>> BEGIN Excerpt

* [PATCH] updated low-latency zap_page_range
@ 2002-07-25 0:29 Robert Love
2002-07-25 0:45 ` Andrew Morton
0 siblings, 1 reply; 8+ messages in thread
From: Robert Love @ 2002-07-25 0:29 UTC (permalink / raw)
To: akpm, torvalds; +Cc: riel, linux-kernel, linux-mm
Andrew and Linus,
The lock hold time in zap_page_range is horrid. This patch breaks the
work up into chunks and relinquishes the lock after each iteration.
This drastically lowers latency by creating a preemption point, as well
as lowering lock contention.
This patch is updated over the previous: per Linus's suggestion, we now
call a new "cond_resched_lock()" function. Per Andrew's suggestion, it
checks the preempt_count as to not allow an improper preemption.
However, we can now longer allow the conditional reschedule without
CONFIG_PREEMPT here (since there is no way to know if it is safe) so it
becomes a nop.
This lowers the maximum latency in zap_page_range from 10~20ms (on a
dual Athlon - one of the worst latencies recorded) to unmeasurable.
I made a couple other cleanups and optimizations:
- remove unneeded dir variable and call to pgd_offset - nothing
uses this anymore as the code was pushed to unmap_page_range
- removed duplicated start variable - it is the same as address
- BUG -> BUG_ON in unmap_page_range
- remove redundant BUG from zap_page_range - the same check is
done in unmap_page_range
- better comments
Patch is against 2.5.28, please apply.
Robert Love
diff -urN linux-2.5.28/include/linux/sched.h linux/include/linux/sched.h
--- linux-2.5.28/include/linux/sched.h Wed Jul 24 14:03:20 2002
+++ linux/include/linux/sched.h Wed Jul 24 17:21:29 2002
@@ -888,6 +888,24 @@
__cond_resched();
}
+/*
+ * cond_resched_lock() - if a reschedule is pending, drop the given lock,
+ * call schedule, and on return reacquire the lock.
+ *
+ * Note: this assumes the given lock is the _only_ held lock and otherwise
+ * you are not atomic. The kernel preemption counter gives us "free"
+ * checking that this is really the only lock held -- let's use it.
+ */
+static inline void cond_resched_lock(spinlock_t * lock)
+{
+ if (need_resched() && preempt_count() == 1) {
+ _raw_spin_unlock(lock);
+ preempt_enable_no_resched();
+ __cond_resched();
+ spin_lock(lock);
+ }
+}
+
/* Reevaluate whether the task has signals pending delivery.
This is required every time the blocked sigset_t changes.
Athread cathreaders should have t->sigmask_lock. */
diff -urN linux-2.5.28/mm/memory.c linux/mm/memory.c
--- linux-2.5.28/mm/memory.c Wed Jul 24 14:03:27 2002
+++ linux/mm/memory.c Wed Jul 24 17:20:58 2002
@@ -390,8 +390,8 @@
{
pgd_t * dir;
- if (address >= end)

>> END Excerpt

Task requirements -
1. Copy the patch message from "To: akpm, torvalds;" to "lowering lock contention.", renaming "preemption point" to "reschedule point" throughout.
2. Turn the paragraph of the patch message that begins "The lock hold time in zap_page_range is horrid." into a short bulleted list that keeps its main facts.
3. In the patch message, what does the patch reduce the maximum latency in zap_page_range to?
The rows that come after this have nothing to do with the work here.

>> BEGIN Material shown

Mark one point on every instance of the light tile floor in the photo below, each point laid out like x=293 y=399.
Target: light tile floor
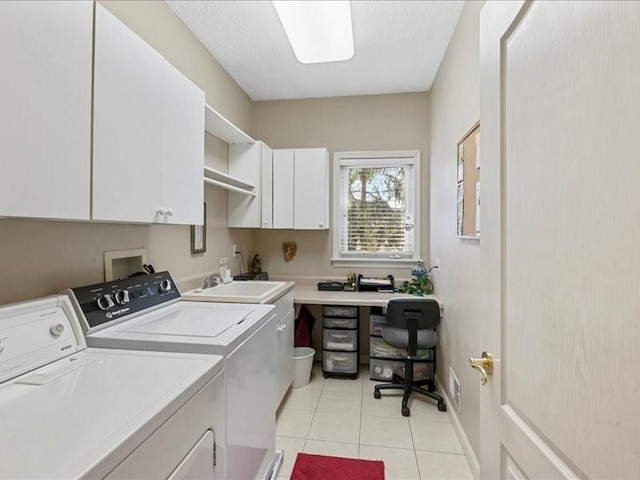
x=340 y=417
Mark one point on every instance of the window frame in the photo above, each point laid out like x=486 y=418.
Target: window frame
x=406 y=156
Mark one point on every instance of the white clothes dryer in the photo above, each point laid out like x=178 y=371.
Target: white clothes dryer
x=68 y=411
x=145 y=313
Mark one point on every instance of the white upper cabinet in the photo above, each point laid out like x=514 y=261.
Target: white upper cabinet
x=183 y=150
x=283 y=184
x=252 y=163
x=301 y=188
x=45 y=118
x=148 y=132
x=311 y=189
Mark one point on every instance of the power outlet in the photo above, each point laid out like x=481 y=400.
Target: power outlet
x=454 y=389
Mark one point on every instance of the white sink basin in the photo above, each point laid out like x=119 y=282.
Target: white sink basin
x=238 y=292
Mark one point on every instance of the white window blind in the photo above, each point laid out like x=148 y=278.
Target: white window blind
x=377 y=208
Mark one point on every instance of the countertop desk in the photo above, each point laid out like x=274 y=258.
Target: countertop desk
x=310 y=295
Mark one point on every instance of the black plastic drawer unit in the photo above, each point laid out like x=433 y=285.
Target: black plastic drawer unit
x=340 y=348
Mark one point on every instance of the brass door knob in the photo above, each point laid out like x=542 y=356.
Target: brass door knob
x=484 y=365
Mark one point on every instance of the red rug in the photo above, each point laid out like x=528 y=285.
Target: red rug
x=321 y=467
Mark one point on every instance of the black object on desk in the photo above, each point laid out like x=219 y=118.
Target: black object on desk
x=382 y=285
x=330 y=286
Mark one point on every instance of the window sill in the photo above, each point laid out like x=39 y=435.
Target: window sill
x=373 y=262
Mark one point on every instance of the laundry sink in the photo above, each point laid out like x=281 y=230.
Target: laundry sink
x=240 y=292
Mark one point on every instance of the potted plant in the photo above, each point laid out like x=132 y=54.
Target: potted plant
x=420 y=284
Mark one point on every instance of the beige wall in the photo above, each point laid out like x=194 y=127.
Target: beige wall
x=371 y=122
x=455 y=107
x=41 y=257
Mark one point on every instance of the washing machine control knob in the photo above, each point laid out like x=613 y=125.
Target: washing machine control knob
x=165 y=286
x=57 y=329
x=121 y=297
x=105 y=302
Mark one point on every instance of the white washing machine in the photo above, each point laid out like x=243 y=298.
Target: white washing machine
x=68 y=411
x=145 y=313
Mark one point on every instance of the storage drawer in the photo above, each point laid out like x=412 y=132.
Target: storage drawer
x=380 y=348
x=331 y=322
x=339 y=339
x=339 y=311
x=380 y=369
x=340 y=362
x=376 y=322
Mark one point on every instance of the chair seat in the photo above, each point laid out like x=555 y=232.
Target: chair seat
x=399 y=337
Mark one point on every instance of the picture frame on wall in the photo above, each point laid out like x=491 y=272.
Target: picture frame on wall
x=199 y=234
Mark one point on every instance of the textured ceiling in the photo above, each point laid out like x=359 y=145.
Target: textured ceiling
x=398 y=47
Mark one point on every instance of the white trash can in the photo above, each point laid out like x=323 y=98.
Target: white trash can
x=302 y=364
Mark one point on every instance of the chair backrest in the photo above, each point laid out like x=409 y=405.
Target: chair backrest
x=412 y=314
x=401 y=312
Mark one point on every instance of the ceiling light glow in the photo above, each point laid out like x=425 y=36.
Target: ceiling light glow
x=319 y=31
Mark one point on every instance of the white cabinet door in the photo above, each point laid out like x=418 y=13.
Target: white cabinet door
x=267 y=187
x=245 y=162
x=311 y=189
x=283 y=188
x=127 y=124
x=45 y=118
x=183 y=150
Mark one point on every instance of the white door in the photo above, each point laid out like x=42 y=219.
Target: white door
x=45 y=113
x=560 y=113
x=183 y=149
x=266 y=183
x=127 y=124
x=311 y=189
x=283 y=188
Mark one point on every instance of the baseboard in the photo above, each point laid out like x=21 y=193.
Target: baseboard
x=457 y=426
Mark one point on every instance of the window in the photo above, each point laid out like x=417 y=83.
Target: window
x=376 y=208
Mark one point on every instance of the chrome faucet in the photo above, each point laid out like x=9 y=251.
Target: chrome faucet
x=212 y=281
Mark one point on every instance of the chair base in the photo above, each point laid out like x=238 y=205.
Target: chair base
x=409 y=387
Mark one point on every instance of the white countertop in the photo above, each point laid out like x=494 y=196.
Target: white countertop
x=311 y=295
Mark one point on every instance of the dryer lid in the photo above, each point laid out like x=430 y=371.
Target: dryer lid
x=192 y=321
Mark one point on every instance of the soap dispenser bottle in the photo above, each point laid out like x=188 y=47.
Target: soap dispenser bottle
x=223 y=269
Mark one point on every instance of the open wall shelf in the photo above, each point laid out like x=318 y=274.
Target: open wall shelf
x=220 y=127
x=224 y=180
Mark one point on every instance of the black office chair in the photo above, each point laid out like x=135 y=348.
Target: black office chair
x=411 y=324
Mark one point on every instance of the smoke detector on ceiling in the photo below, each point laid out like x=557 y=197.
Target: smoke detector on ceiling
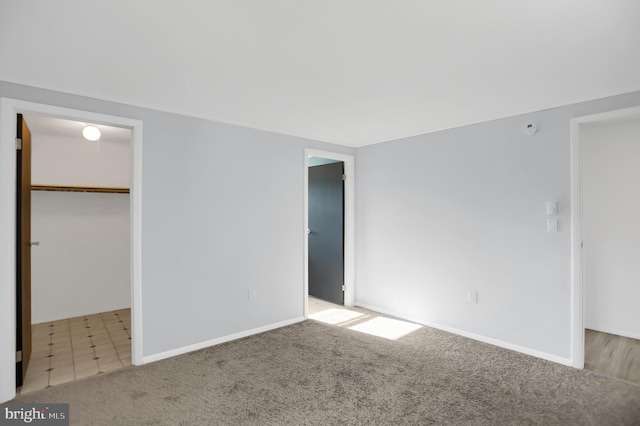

>> END Material shown

Answers by task -
1.
To: akpm, torvalds; +Cc: riel, linux-kernel, linux-mm
Andrew and Linus,
The lock hold time in zap_page_range is horrid. This patch breaks the
work up into chunks and relinquishes the lock after each iteration.
This drastically lowers latency by creating a reschedule point, as well
as lowering lock contention.

2.
- Lock hold time in zap_page_range is very long.
- The patch splits the work into chunks and releases the lock after each iteration.
- This creates a preemption point, which sharply reduces latency.
- It also reduces lock contention.

3. From 10~20ms on a dual Athlon to unmeasurable.